- WHAT TO PRODUCE
Transcribe the data underneath exactly. No images belong in your version.

=== Begin Enclosure ===

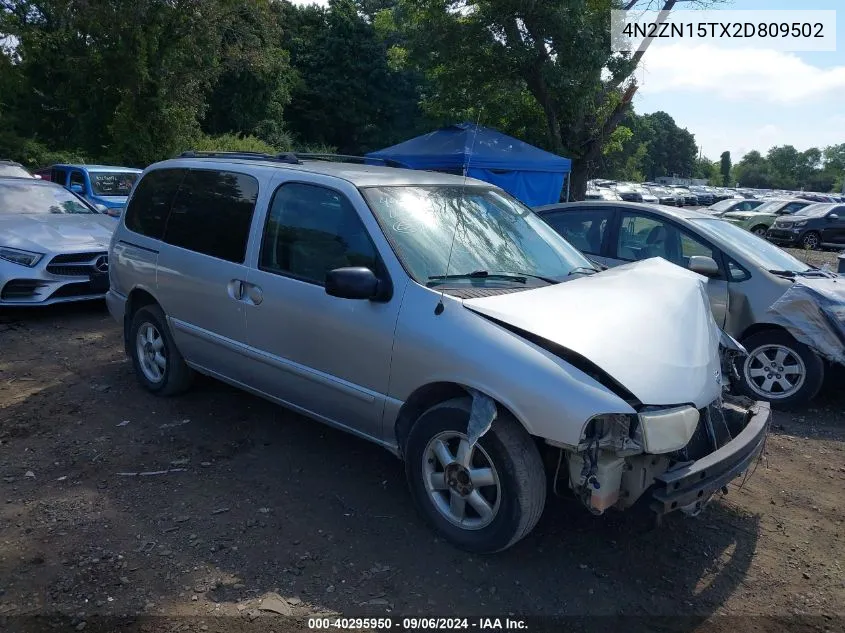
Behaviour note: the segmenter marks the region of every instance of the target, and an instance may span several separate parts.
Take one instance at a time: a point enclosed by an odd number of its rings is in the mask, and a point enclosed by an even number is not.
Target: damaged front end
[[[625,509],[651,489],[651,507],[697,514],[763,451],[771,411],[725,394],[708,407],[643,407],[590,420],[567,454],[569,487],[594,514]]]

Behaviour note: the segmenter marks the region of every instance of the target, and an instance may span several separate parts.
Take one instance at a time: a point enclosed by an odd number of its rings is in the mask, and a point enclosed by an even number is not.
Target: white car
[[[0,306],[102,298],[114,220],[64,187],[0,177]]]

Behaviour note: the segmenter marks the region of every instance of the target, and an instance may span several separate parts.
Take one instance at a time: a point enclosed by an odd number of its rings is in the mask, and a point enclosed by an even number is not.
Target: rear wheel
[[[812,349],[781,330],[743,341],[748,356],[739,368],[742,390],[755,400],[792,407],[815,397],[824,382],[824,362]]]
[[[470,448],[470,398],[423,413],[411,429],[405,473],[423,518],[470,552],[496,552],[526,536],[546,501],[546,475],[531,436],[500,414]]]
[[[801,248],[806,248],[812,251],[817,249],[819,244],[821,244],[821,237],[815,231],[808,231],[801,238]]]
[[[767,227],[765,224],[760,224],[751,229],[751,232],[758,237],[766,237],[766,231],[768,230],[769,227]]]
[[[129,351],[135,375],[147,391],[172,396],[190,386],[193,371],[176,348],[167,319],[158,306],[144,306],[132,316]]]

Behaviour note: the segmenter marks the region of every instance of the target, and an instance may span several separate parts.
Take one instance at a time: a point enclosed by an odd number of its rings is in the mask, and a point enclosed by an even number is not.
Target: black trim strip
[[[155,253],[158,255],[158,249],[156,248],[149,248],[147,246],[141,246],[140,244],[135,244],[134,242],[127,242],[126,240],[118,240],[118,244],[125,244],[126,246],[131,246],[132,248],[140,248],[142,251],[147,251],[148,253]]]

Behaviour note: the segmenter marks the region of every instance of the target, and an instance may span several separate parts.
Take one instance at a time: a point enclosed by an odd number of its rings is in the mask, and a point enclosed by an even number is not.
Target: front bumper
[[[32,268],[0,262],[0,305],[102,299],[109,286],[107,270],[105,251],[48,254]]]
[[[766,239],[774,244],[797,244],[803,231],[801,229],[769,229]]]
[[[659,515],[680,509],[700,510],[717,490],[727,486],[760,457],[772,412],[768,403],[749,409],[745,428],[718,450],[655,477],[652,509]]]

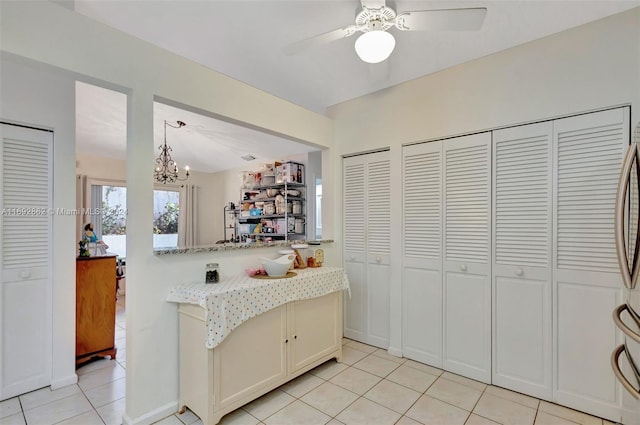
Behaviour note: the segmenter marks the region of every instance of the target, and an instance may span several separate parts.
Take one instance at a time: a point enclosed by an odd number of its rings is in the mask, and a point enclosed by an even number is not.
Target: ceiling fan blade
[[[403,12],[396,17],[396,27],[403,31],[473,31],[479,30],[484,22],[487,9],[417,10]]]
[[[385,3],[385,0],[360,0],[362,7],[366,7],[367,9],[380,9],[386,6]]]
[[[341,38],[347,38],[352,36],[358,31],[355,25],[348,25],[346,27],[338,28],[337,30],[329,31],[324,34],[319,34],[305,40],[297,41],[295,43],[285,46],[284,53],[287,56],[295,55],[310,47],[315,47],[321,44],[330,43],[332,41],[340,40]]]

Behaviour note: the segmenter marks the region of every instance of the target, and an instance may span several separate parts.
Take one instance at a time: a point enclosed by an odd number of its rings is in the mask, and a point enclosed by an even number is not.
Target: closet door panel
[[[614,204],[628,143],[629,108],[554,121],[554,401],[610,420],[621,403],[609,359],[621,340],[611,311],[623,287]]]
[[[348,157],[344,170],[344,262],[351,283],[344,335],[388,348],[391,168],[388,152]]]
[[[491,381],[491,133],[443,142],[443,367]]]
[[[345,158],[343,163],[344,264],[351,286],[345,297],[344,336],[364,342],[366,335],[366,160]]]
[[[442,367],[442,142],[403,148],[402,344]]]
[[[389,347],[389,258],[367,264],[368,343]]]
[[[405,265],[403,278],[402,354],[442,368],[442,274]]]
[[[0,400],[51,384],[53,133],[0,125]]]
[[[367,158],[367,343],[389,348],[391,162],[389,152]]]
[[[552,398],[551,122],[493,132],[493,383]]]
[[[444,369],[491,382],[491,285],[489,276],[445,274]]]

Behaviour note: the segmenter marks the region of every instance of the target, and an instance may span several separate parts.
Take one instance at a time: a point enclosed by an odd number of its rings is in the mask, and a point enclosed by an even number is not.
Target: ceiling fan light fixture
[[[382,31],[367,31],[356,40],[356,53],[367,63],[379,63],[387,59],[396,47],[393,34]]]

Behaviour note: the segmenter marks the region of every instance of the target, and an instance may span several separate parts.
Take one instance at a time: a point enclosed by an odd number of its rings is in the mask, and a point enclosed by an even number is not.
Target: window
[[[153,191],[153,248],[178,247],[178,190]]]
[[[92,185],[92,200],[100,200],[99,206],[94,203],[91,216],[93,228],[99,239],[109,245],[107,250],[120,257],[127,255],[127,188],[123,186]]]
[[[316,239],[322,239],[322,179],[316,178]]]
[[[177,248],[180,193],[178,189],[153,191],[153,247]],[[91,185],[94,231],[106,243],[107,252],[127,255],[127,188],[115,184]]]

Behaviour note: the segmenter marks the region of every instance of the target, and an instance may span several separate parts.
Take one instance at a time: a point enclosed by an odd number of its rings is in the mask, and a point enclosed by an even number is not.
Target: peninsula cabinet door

=== End Enclosure ===

- THE ANSWER
Behaviour note: the segmenter marks the region of every instance of the target, and an instance may span several separate parts.
Take one instance at a time: a point enclosed by an odd number of its rings is in the mask, and a point enclosed by an even number is not.
Target: damaged front end
[[[625,509],[651,489],[651,507],[697,514],[763,451],[771,411],[725,394],[708,407],[643,407],[590,420],[567,454],[569,487],[594,514]]]

Behaviour note: the segmenter marks the region of every instance of the target, and an instance may span several separate parts.
Take one instance at a time: a point enclosed by an odd number of its rings is in the mask, and a point enclosed by an even number is not.
Target: white car
[[[0,306],[102,298],[114,220],[64,187],[0,177]]]

Behaviour note: the segmenter marks the region of every instance of the target, and an instance may span several separate parts.
Take one instance at a time: a point enclosed by an odd number of its rings is in the mask, and a point enclosed by an even number is not.
Target: rear wheel
[[[812,349],[781,330],[743,341],[748,356],[739,368],[742,390],[755,400],[792,407],[815,397],[824,382],[824,362]]]
[[[470,448],[470,398],[423,413],[411,429],[405,473],[423,518],[470,552],[496,552],[526,536],[546,501],[546,475],[531,436],[500,414]]]
[[[801,248],[806,248],[812,251],[817,249],[819,244],[821,244],[821,237],[815,231],[808,231],[801,238]]]
[[[767,227],[765,224],[760,224],[751,229],[751,232],[758,237],[766,237],[766,231],[768,230],[769,227]]]
[[[129,351],[135,375],[147,391],[172,396],[190,386],[193,371],[176,348],[167,319],[158,306],[144,306],[132,316]]]

Behaviour note: the segmenter marks the region of every instance of the target, and an instance may span several separate parts.
Take one instance at a time: a point enclosed by an odd number of its rings is in the mask, and a point enclosed by an even number is not.
Target: black trim strip
[[[155,253],[158,255],[158,249],[156,248],[149,248],[147,246],[141,246],[140,244],[135,244],[134,242],[127,242],[126,240],[118,240],[118,244],[125,244],[126,246],[131,246],[132,248],[140,248],[142,251],[147,251],[148,253]]]

Behaviour note: the segmenter marks the region of every instance of the target, and an instance may span several separate parts.
Take one instance at a time: a point enclosed by an odd number of its rings is in the mask, and a point enclosed by an even number is not.
Target: front bumper
[[[32,268],[0,262],[0,305],[102,299],[109,286],[107,270],[105,251],[48,254]]]
[[[766,239],[774,244],[797,244],[803,231],[801,229],[769,229]]]
[[[659,515],[680,509],[700,510],[717,490],[727,486],[760,457],[772,412],[768,403],[749,409],[745,428],[718,450],[655,477],[652,509]]]

Behaviour note: the segmenter marks the region of every instance of the target, and an instance may span several separate parts.
Take one instance at a time: a point enclosed by an odd number of its rings is in the mask, and a point enclosed by an even number is not.
Target: ceiling fan blade
[[[403,12],[396,17],[396,27],[403,31],[473,31],[479,30],[484,22],[487,9],[417,10]]]
[[[385,3],[385,0],[360,0],[362,7],[366,7],[367,9],[380,9],[386,6]]]
[[[341,38],[347,38],[352,36],[358,31],[355,25],[348,25],[346,27],[338,28],[337,30],[329,31],[324,34],[319,34],[305,40],[297,41],[295,43],[285,46],[284,53],[287,56],[295,55],[310,47],[315,47],[321,44],[330,43],[332,41],[340,40]]]

Behaviour note: the segmenter marks the region of every instance of the target, and an instance may span several separate parts.
Take one instance at a time: a point enclosed by an odd number of its rings is in the mask, and a point enclosed by an even number is not.
Target: closet door panel
[[[614,204],[628,143],[629,108],[554,121],[554,401],[610,420],[621,403],[609,359],[621,340],[611,311],[623,287]]]
[[[348,157],[344,170],[344,262],[351,283],[344,335],[388,348],[391,168],[388,152]]]
[[[491,381],[491,133],[443,142],[443,367]]]
[[[345,158],[343,163],[344,264],[351,286],[345,297],[344,336],[364,342],[366,335],[366,160]]]
[[[442,367],[442,142],[403,148],[402,344]]]
[[[389,347],[389,258],[367,264],[368,343]]]
[[[405,265],[403,278],[402,354],[442,368],[442,274]]]
[[[0,400],[51,384],[53,133],[0,125]]]
[[[367,158],[367,343],[389,348],[391,162],[389,152]]]
[[[552,398],[551,122],[493,132],[493,383]]]
[[[444,369],[491,382],[491,285],[489,276],[445,274]]]

Behaviour note: the segmenter marks the region of every instance of the target, and an instance may span several separate parts.
Take one instance at a time: a point enclosed by an odd number of its rings is in the mask, and a point enclosed by an even number is not.
Target: ceiling fan light fixture
[[[382,31],[367,31],[356,40],[356,53],[367,63],[379,63],[387,59],[396,47],[393,34]]]

Behaviour note: the segmenter marks the region of every instance of the target, and an instance may span several separate parts.
Take one instance at a time: a point enclosed by an odd number of its rings is in the mask, and a point enclosed by an even number is not.
Target: window
[[[153,191],[153,248],[178,247],[178,190]]]
[[[92,185],[92,200],[100,200],[99,206],[94,203],[91,216],[93,228],[99,239],[109,245],[107,250],[120,257],[127,255],[127,188],[123,186]]]
[[[316,239],[322,239],[322,179],[316,178]]]
[[[177,248],[180,193],[178,189],[153,191],[153,247]],[[91,185],[94,231],[106,243],[107,252],[127,255],[127,188],[115,184]]]

Behaviour note: the segmenter marks the region of every instance of the target, and an instance may span several separate parts.
Take one instance at a time: a point enclosed by an odd number of its rings is in the mask, and a point enclosed by an even number is not.
Target: peninsula cabinet door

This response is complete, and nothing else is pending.